— START EXCERPTED TEXT —

Table 2 Compressed relation of Style, Fabric, and Size
Table 3 Compressed relation of Fabric, Color, and Dye
Table 4 Compressed relation of Color, Imprint, and Dye
Table 5 Compressed relation of Fabric, Dye, and Price

A table explicitly listing all possible variants would be obtained by an equi-join operation (⋊⋉) on the four tables (if they were expanded to relational form) using all matching column names (2).

$$ \text{Overall Variant Table} = \text{Table~2} \Join \text{Table~3} \Join \text{Table~4} \Join \text{Table~5} $$
(2)

We assume that the business operates with a stock of “basic” T-shirts. The description of the stocked items may not require all the characteristics. For example, the basic shirts will not need the characteristics Imprint, ImprintColor, Dye, and Price. This might be a business argument for having several variant tables. Nevertheless, the distinction between stocked variants and products made-to-order is fluid, as any produced variant could be placed in stock when an order is returned. The business may be easier to operate with a single table (the left-hand side of (2)) where this is possible. However, it must also be able to deal with the case of multiple variant tables (the right-hand side of (2)). The 113 tables in the Renault Megane model (Section 7) are an example of such a model.

2.3 Scalability - configuring T-shirts

Our web shop must scale with demand. This entails automation as far as possible. Quotes/orders must be verified as being complete and correct. Complete means that all characteristics of a T-Shirt are specified.Footnote 8 A check whether a complete given T-shirt configuration (specification) is consistent with (2) is easy, whether the product model in (2) is given by the joined left-hand side, or by the group of four tables involved in the join.

There are two approaches to restricting users to consistent choices during an interactive specification of their desired T-shirt.

In the first approach the user is guided in making choices in a way that ensures a complete and consistent result. For example, a catalog of stocked basic T-shirts is presented first. The choice of a basic T-shirt will already define many of the features (such as Style, Size, and Fabric). The user is then allowed to choose a color for the T-shirt. If the choice of a color depends on the already chosen base T-shirt, the application will only offer colors compatible with the chosen base shirt. If the choice of a color has other effects on other features, e.g., Price, then these effects are displayed in advance alongside the color. Finally, the user may choose the imprint from a catalog and is shown the resulting price for the personalized T-shirt.

— END EXCERPTED TEXT —
— START PROVIDED MATERIAL —

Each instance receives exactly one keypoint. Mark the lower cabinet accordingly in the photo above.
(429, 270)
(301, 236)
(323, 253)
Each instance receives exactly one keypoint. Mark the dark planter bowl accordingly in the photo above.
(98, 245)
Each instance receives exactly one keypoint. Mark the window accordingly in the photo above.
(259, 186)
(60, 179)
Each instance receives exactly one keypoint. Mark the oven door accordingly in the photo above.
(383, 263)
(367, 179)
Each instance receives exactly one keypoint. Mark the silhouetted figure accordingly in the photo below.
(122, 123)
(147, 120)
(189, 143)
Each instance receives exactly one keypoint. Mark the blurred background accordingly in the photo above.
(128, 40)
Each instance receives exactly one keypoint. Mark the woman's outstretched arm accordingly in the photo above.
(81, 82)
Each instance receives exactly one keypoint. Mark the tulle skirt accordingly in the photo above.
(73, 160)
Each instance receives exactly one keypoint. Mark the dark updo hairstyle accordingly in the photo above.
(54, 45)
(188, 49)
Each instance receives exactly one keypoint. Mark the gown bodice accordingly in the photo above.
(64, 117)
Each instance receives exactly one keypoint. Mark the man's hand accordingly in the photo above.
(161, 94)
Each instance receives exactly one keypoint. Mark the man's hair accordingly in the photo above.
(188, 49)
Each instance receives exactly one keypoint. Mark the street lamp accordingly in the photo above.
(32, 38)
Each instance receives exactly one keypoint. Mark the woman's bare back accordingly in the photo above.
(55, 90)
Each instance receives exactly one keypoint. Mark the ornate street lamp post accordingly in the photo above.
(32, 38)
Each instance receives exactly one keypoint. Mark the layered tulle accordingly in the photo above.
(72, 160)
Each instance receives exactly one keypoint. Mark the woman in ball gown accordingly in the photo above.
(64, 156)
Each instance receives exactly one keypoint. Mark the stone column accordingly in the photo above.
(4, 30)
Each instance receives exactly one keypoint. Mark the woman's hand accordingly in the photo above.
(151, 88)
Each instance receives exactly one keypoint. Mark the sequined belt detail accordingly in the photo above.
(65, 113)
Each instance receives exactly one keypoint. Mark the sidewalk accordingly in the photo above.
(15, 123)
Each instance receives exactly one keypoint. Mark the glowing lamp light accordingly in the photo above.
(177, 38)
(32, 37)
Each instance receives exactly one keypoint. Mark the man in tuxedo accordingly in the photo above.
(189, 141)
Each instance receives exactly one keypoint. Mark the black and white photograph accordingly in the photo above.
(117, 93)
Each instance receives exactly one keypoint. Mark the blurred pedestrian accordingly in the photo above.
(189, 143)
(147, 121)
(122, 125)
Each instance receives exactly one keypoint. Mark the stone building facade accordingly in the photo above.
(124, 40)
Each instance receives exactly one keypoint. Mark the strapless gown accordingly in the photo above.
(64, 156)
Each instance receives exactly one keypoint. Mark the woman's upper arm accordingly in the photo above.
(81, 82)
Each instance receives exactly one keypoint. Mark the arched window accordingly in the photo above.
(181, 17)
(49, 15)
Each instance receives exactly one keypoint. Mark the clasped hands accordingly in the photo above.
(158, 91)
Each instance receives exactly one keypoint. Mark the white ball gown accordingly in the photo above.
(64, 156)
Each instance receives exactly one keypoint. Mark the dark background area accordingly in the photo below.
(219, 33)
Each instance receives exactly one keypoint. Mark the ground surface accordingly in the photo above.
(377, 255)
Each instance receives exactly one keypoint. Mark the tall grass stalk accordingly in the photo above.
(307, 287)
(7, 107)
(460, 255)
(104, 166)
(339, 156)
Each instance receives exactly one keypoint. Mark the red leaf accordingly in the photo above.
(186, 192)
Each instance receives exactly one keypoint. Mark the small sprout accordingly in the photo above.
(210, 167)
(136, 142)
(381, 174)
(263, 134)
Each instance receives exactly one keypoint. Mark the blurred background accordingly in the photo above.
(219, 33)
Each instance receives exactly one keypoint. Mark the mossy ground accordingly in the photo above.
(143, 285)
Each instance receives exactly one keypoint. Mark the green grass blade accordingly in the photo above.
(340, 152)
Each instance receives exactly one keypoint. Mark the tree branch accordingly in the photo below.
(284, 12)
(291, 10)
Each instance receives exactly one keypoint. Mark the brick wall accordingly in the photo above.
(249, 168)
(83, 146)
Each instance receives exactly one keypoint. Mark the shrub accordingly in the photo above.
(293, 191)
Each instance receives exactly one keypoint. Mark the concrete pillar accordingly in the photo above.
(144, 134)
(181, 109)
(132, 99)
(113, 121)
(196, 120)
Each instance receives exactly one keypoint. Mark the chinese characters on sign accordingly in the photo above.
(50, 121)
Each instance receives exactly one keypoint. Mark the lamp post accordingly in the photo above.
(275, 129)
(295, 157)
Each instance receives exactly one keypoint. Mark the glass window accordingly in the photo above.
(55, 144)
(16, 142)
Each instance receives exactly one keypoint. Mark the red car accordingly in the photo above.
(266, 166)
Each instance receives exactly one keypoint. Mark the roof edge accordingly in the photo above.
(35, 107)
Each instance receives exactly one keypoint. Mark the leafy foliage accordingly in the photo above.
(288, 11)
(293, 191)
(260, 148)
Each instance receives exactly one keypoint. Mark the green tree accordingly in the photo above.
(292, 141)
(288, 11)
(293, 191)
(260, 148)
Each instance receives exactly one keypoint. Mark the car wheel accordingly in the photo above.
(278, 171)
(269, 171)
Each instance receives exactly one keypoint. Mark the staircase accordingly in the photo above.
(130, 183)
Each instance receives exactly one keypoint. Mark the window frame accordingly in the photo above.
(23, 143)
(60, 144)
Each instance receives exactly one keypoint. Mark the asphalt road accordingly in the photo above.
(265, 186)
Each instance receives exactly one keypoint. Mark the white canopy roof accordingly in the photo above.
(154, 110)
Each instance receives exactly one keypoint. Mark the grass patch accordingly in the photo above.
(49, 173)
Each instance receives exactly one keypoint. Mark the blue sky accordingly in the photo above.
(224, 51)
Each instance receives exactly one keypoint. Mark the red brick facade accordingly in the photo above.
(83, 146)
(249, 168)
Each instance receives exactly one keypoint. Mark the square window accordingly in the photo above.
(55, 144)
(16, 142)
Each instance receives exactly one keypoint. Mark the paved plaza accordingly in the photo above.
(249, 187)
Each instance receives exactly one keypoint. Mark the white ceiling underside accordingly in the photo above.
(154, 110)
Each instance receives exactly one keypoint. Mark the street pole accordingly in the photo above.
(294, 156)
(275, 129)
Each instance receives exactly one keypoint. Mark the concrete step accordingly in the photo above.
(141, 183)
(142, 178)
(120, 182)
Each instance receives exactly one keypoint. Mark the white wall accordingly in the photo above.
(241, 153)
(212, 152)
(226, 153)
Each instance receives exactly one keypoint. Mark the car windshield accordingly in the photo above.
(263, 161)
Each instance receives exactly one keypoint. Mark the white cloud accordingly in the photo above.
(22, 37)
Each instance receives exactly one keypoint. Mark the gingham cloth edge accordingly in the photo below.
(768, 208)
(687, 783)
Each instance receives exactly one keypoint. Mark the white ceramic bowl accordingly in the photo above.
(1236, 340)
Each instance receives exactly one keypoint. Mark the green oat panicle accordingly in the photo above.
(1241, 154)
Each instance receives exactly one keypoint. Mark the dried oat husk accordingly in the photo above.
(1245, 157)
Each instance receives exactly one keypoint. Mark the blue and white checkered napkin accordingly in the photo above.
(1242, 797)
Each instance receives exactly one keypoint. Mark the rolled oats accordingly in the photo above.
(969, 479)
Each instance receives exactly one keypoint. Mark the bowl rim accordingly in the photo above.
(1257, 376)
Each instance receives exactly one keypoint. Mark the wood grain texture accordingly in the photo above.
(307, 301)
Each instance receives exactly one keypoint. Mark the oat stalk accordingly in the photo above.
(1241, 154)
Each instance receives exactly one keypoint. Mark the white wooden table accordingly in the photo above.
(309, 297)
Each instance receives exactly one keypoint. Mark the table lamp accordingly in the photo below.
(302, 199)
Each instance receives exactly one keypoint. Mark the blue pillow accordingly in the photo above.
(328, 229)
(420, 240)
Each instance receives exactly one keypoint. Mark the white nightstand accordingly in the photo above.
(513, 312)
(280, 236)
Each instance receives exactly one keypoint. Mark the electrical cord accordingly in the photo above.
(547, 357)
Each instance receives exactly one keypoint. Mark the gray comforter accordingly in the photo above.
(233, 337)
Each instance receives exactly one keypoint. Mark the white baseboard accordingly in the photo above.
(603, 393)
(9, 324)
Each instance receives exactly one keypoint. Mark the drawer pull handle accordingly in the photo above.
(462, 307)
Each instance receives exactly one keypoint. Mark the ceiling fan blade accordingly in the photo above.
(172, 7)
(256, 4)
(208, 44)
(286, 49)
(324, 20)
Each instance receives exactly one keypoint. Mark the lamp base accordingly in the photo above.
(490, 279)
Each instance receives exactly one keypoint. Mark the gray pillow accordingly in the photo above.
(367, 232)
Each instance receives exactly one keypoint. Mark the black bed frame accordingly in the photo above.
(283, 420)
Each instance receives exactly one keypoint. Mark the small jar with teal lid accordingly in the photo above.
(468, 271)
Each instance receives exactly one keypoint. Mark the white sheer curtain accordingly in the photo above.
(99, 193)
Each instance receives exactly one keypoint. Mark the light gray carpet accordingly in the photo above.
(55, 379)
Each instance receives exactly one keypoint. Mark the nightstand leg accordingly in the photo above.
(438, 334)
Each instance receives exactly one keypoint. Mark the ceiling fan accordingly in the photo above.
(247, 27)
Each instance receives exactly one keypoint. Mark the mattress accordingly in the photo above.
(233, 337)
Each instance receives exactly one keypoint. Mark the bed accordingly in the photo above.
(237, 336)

— END PROVIDED MATERIAL —

| GIVEN INSTRUCTION A |
Translate this sentence from the T-shirt configuration text into Spanish: "The user is then allowed to choose a color for the T-shirt."
| GIVEN INSTRUCTION B |
From the T-shirt configuration text, print the stretch from "In the first" through "the personalized T-shirt." with no changes.

| TASK ANSWER A |
Luego se le permite al usuario elegir un color para la camiseta.

| TASK ANSWER B |
In the first approach the user is guided in making choices in a way that ensures a complete and consistent result. For example, a catalog of stocked basic T-shirts is presented first. The choice of a basic T-shirt will already define many of the features (such as Style, Size, and Fabric). The user is then allowed to choose a color for the T-shirt. If the choice of a color depends on the already chosen base T-shirt, the application will only offer colors compatible with the chosen base shirt. If the choice of a color has other effects on other features, e.g., Price, then these effects are displayed in advance alongside the color. Finally, the user may choose the imprint from a catalog and is shown the resulting price for the personalized T-shirt.